Reproduce the listing verbatim.

──────── Material provided ────────

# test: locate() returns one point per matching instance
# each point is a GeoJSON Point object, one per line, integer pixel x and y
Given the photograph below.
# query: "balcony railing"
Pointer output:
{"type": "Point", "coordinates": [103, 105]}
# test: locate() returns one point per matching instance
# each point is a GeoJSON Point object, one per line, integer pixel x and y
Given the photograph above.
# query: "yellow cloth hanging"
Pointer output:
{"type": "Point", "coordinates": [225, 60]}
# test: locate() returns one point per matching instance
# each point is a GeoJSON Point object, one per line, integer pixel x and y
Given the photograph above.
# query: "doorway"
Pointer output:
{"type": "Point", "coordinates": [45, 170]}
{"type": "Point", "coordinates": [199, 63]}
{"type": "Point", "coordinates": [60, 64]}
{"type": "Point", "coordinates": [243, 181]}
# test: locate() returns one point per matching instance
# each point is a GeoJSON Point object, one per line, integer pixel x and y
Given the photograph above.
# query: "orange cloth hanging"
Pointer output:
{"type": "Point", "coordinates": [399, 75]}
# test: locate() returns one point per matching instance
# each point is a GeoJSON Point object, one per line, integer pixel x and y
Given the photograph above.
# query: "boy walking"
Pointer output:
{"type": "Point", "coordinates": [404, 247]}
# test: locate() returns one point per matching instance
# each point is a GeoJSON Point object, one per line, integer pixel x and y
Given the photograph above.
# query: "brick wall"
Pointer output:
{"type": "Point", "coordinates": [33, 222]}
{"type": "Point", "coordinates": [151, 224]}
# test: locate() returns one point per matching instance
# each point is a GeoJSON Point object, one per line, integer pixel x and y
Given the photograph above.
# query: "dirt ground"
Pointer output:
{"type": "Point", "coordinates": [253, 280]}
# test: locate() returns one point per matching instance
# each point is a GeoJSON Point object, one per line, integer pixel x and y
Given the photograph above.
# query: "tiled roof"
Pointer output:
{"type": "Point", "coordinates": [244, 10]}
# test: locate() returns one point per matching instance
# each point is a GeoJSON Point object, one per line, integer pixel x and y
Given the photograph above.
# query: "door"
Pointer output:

────────

### Written response
# test: locate() returns one point per matching instance
# each point is a GeoJSON Point object, one per line, integer pixel x and y
Given the photograph below.
# query: "balcony railing"
Pointer output:
{"type": "Point", "coordinates": [103, 105]}
# test: locate() returns one point per matching instance
# each point is a GeoJSON Point object, one per line, integer pixel x and y
Given the photograph above.
# query: "yellow cloth hanging"
Pointer output:
{"type": "Point", "coordinates": [225, 60]}
# test: locate() returns one point per matching instance
# each point is a GeoJSON Point object, one per line, integer pixel x and y
Given the photograph above.
# query: "doorway"
Pointer output:
{"type": "Point", "coordinates": [45, 170]}
{"type": "Point", "coordinates": [199, 63]}
{"type": "Point", "coordinates": [60, 64]}
{"type": "Point", "coordinates": [243, 181]}
# test: locate() returns one point per matching instance
# each point is a GeoJSON Point object, one per line, integer pixel x and y
Given the photograph above.
# query: "orange cloth hanging"
Pointer output:
{"type": "Point", "coordinates": [399, 75]}
# test: locate() returns one point per matching instance
# each point is a GeoJSON Point object, one per line, integer pixel x and y
Given the photograph above.
# query: "boy walking"
Pointer output:
{"type": "Point", "coordinates": [404, 247]}
# test: locate() returns one point per matching instance
# each point is a GeoJSON Point object, one per line, integer pixel x and y
Given the photograph above.
# query: "brick wall"
Pointer output:
{"type": "Point", "coordinates": [33, 222]}
{"type": "Point", "coordinates": [151, 224]}
# test: locate() returns one point per matching instance
# each point is a GeoJSON Point object, one per line, integer pixel x and y
Given the photograph above.
# query: "dirt ground"
Pointer output:
{"type": "Point", "coordinates": [253, 280]}
# test: locate() returns one point per matching instance
# each point is a GeoJSON Point object, one per line, integer pixel x and y
Given the photograph above.
# query: "tiled roof"
Pointer output:
{"type": "Point", "coordinates": [244, 10]}
# test: locate() returns one point per matching instance
# each point is a GeoJSON Point object, one per line, integer pixel x and y
Given the photograph above.
# query: "door"
Pointer output:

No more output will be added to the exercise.